What is expected
Pull out the lines from the one containing "of the railway" through the last line, and copy them exactly.

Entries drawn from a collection

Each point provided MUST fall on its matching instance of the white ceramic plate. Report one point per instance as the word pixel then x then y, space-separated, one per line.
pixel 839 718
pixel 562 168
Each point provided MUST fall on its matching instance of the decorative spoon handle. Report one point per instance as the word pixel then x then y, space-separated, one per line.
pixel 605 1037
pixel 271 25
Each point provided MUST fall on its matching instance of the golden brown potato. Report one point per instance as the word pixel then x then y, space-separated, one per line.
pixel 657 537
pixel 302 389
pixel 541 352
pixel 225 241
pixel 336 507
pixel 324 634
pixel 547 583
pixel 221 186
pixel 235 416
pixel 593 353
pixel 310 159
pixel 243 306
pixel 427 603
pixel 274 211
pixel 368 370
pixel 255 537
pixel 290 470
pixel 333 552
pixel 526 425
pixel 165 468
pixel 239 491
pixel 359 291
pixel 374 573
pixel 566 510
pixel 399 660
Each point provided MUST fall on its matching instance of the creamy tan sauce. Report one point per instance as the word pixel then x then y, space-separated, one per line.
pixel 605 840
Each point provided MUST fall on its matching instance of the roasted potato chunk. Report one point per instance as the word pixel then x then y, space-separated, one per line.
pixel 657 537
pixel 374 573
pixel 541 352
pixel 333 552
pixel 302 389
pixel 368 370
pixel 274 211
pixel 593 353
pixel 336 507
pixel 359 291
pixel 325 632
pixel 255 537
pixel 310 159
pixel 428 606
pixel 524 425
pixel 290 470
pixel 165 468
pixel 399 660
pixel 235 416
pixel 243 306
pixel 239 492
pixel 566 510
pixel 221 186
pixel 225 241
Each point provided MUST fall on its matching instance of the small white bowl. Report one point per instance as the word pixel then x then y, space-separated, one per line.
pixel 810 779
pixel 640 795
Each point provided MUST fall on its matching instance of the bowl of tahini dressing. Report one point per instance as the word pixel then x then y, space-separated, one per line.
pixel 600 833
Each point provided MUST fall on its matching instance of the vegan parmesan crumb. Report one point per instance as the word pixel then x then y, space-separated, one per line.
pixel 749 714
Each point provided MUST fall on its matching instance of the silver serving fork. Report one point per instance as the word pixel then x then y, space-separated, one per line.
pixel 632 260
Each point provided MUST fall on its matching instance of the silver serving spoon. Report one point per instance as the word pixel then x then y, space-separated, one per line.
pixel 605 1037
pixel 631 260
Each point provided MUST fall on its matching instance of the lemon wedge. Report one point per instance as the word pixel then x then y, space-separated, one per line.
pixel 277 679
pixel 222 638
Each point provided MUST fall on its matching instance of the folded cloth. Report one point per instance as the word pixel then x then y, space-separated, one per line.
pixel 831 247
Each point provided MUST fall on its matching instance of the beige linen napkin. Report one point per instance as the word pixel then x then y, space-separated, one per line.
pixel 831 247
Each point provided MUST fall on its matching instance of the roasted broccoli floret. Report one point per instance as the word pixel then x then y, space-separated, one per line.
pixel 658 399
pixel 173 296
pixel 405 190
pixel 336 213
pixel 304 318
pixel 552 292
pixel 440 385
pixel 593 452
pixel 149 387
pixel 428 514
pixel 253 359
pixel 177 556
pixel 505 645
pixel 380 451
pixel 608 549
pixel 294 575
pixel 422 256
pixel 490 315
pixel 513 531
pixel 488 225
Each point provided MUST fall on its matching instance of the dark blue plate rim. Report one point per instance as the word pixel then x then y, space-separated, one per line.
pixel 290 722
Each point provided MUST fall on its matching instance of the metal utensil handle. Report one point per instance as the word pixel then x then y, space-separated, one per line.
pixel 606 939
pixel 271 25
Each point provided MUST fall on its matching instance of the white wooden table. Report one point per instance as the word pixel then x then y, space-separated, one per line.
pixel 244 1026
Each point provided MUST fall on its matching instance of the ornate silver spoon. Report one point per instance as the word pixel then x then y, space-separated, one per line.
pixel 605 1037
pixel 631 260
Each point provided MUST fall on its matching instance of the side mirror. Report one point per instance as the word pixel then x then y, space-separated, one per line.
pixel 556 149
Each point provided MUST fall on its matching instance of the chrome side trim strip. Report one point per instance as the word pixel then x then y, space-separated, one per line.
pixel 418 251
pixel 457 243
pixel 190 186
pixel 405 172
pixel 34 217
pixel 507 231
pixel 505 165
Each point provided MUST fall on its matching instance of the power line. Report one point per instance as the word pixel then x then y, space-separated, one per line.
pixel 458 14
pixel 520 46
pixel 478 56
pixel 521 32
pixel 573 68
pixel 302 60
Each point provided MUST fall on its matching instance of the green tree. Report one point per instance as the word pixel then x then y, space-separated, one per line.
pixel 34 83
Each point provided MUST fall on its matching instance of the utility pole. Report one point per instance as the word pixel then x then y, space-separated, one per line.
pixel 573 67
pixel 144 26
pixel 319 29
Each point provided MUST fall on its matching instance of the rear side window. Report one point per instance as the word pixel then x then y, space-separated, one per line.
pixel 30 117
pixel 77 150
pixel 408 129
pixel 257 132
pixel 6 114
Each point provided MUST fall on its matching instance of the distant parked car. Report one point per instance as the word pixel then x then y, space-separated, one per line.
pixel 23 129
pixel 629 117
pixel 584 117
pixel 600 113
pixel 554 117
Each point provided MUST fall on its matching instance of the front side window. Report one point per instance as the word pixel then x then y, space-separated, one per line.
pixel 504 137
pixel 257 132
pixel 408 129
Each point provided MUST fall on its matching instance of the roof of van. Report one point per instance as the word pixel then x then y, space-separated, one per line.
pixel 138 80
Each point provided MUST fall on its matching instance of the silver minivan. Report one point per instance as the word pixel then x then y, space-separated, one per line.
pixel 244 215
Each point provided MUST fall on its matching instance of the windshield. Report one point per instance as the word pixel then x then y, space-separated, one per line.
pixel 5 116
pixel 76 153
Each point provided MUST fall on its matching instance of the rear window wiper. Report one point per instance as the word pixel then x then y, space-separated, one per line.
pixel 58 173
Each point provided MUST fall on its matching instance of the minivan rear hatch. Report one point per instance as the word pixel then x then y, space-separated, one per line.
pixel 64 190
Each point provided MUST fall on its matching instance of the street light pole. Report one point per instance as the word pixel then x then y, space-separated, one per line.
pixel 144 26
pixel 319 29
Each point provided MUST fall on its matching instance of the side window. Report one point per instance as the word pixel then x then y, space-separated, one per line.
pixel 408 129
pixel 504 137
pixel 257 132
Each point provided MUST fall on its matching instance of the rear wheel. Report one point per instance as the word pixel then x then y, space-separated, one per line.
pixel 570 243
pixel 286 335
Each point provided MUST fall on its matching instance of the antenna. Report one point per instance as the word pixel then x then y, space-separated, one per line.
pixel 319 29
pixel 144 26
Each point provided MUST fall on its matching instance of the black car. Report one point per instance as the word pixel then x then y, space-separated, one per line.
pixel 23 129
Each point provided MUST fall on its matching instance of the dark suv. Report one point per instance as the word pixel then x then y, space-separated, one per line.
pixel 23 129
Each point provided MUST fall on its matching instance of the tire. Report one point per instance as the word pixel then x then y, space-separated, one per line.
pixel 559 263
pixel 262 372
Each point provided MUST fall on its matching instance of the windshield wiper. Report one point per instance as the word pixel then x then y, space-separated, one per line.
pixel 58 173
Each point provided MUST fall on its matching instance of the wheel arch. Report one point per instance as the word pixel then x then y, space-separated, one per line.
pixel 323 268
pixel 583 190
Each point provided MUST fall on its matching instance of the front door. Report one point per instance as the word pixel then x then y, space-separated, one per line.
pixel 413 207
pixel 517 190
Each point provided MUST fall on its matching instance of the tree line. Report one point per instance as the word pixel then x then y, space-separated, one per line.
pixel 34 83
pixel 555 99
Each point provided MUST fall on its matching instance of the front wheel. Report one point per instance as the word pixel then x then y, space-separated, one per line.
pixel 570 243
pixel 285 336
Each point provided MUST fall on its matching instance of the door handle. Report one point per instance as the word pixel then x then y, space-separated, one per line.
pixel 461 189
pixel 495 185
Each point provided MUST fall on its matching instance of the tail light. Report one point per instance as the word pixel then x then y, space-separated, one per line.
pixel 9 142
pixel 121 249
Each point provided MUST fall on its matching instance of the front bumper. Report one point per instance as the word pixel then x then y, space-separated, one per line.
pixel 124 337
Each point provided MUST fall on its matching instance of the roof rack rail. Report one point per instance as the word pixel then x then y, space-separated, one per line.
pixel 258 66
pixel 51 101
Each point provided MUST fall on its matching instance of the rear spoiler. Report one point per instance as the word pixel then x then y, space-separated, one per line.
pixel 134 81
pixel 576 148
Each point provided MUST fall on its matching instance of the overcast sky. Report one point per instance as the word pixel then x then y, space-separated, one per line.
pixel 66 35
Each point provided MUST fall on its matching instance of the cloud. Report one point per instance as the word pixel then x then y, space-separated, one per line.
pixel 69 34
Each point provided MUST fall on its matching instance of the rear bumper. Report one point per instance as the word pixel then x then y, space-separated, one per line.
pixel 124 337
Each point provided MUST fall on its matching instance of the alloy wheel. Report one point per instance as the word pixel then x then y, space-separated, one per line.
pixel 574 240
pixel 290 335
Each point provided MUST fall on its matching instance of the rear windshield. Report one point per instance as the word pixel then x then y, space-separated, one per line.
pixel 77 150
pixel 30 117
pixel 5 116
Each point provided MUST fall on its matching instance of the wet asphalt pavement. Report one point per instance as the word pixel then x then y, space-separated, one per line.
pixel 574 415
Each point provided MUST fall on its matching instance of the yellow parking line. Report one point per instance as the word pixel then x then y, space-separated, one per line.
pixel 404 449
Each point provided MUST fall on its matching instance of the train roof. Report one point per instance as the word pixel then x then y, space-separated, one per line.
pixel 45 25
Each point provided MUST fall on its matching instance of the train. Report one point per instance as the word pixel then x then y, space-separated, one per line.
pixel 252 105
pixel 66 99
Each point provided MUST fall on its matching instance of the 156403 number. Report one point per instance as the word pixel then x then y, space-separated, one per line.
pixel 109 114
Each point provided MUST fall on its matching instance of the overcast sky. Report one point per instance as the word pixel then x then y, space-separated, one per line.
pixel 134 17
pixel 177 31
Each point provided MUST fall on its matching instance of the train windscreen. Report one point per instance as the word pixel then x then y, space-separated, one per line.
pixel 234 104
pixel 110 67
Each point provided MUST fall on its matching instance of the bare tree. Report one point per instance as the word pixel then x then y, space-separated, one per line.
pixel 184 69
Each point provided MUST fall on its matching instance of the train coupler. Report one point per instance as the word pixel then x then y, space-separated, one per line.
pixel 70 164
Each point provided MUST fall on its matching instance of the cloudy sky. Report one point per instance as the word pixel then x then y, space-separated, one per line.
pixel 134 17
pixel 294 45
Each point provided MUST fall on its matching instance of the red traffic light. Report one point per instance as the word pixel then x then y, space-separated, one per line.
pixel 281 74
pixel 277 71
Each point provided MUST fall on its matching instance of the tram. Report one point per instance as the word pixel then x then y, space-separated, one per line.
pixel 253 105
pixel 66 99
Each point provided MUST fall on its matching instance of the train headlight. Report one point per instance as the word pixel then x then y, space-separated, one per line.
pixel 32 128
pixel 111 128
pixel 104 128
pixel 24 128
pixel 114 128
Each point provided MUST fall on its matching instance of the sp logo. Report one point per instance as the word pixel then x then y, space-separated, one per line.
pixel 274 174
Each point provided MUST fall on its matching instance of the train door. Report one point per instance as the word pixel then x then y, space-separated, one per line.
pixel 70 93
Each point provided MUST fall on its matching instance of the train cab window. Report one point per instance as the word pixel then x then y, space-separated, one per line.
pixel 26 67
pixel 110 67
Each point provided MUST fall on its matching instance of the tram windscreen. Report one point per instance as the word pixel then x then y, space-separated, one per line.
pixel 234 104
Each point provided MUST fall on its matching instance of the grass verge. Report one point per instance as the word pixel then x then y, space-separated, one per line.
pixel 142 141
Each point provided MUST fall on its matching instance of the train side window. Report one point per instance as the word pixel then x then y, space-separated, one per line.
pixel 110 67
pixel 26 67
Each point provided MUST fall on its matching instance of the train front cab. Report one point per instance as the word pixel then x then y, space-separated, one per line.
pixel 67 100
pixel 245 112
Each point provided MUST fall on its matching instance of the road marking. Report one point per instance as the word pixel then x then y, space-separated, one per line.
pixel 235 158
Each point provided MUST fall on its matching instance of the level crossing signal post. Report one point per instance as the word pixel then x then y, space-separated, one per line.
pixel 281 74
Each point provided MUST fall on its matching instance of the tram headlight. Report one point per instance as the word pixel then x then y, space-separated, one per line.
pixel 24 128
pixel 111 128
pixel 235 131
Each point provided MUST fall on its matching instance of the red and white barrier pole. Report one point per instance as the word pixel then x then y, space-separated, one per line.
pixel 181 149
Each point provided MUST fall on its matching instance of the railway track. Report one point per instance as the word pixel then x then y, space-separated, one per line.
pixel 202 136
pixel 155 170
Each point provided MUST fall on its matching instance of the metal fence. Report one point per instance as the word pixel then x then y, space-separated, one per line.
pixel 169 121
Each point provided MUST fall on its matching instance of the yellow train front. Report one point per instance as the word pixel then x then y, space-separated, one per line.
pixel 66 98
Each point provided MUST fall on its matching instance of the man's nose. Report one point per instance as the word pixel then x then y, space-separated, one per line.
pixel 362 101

Expected answer
Each point provided MUST fall on its matching instance of the railway track. Report one point per instance as the word pixel then x then y, space-separated, one per line.
pixel 202 136
pixel 155 170
Each point provided MUST fall on its matching instance of the metal fence. Report one point per instance as the word pixel then x then y, space-separated, one per line.
pixel 169 121
Each point provided MUST fall on its matching instance of the yellow train front. Report one point per instance as the word pixel then x then y, space-separated, one per line.
pixel 66 98
Each point provided MUST fall on its matching instance of the man's nose. Report one point per instance as the word pixel then x then y, space-separated, one per line.
pixel 362 101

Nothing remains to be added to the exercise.